::: Available records :::

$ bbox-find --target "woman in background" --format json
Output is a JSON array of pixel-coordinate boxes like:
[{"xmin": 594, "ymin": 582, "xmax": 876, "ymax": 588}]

:::
::: Available records :::

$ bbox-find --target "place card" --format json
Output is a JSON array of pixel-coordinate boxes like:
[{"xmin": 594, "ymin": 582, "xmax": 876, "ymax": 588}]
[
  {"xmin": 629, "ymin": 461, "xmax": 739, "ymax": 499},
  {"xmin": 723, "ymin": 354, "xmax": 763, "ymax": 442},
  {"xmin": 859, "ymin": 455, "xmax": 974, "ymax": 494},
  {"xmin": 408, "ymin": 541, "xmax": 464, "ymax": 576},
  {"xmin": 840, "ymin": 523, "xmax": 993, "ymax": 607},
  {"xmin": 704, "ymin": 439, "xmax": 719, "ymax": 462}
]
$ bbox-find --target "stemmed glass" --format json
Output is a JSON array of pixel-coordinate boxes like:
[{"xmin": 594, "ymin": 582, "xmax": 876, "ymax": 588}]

:::
::: Available records :::

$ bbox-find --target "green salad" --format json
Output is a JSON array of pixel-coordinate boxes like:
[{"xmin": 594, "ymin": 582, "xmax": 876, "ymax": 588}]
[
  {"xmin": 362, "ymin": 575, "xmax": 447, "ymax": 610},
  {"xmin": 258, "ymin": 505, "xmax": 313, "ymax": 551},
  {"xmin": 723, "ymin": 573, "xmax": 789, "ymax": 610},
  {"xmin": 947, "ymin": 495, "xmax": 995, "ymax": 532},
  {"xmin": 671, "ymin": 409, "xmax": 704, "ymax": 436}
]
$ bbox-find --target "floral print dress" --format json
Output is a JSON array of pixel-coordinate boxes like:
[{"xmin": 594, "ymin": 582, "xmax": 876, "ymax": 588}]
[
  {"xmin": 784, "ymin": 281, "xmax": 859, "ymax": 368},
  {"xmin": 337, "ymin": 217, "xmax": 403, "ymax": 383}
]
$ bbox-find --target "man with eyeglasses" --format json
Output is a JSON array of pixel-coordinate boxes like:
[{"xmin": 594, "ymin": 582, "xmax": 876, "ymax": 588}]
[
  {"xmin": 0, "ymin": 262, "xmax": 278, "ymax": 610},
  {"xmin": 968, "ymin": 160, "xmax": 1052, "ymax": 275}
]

:::

Work instruction:
Using the data above, return each line that includes the word "target".

Solved exercise:
$ bbox-find --target "woman in background" --format json
$ bbox-find --target "place card" --format json
$ bbox-find --target "stemmed glass" --format json
$ bbox-find --target "green salad" --format json
$ bbox-find --target "floral print dress" --format json
$ bbox-find --target "man with eyeglasses" --format json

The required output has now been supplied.